Your reply should be the full listing, copied exactly.

++++

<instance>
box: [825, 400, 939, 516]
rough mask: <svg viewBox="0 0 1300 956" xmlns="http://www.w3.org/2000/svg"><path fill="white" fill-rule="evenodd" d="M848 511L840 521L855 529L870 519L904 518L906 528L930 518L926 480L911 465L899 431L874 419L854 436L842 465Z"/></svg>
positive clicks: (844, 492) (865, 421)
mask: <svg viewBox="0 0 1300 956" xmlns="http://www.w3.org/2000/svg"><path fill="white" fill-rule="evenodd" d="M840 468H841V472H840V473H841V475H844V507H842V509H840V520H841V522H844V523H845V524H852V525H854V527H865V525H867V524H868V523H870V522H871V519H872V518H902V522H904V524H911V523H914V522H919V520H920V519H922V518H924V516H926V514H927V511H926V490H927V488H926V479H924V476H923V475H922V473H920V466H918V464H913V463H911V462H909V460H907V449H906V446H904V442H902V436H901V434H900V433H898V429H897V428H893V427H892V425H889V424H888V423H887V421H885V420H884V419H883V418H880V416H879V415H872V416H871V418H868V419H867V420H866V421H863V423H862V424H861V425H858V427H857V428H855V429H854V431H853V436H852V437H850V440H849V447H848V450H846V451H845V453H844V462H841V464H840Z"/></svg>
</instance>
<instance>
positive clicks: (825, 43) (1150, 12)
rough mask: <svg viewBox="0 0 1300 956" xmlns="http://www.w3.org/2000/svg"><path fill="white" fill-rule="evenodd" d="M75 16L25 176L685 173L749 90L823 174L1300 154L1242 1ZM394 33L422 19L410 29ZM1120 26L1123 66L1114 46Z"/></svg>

++++

(RESPONSE AREA)
<instance>
box: [825, 400, 939, 516]
rough mask: <svg viewBox="0 0 1300 956" xmlns="http://www.w3.org/2000/svg"><path fill="white" fill-rule="evenodd" d="M848 511L840 521L855 529L870 519L904 518L906 528L930 518L926 480L911 465L899 431L874 419L854 436L842 465Z"/></svg>
positive clicks: (844, 492) (865, 421)
mask: <svg viewBox="0 0 1300 956" xmlns="http://www.w3.org/2000/svg"><path fill="white" fill-rule="evenodd" d="M840 468H841V472H840V473H841V475H844V507H842V509H840V520H841V522H844V523H845V524H852V525H854V527H865V525H867V524H868V523H870V522H871V519H872V518H902V522H904V524H911V523H914V522H919V520H920V519H922V518H924V516H926V514H927V511H926V490H927V488H926V479H924V476H923V475H922V473H920V466H918V464H913V463H911V462H909V460H907V449H906V446H904V442H902V436H901V434H900V433H898V429H897V428H893V427H892V425H889V424H888V423H887V421H885V420H884V419H883V418H880V416H879V415H872V416H871V418H868V419H867V420H866V421H863V423H862V424H861V425H858V427H857V428H855V429H854V431H853V436H852V437H850V440H849V447H848V450H846V451H845V453H844V462H841V464H840Z"/></svg>
</instance>
<instance>
positive clicks: (825, 43) (1150, 12)
rough mask: <svg viewBox="0 0 1300 956" xmlns="http://www.w3.org/2000/svg"><path fill="white" fill-rule="evenodd" d="M75 16L25 176L685 173L749 90L823 174L1300 154L1242 1ZM394 33L422 19L410 29ZM1120 26L1123 66L1114 46Z"/></svg>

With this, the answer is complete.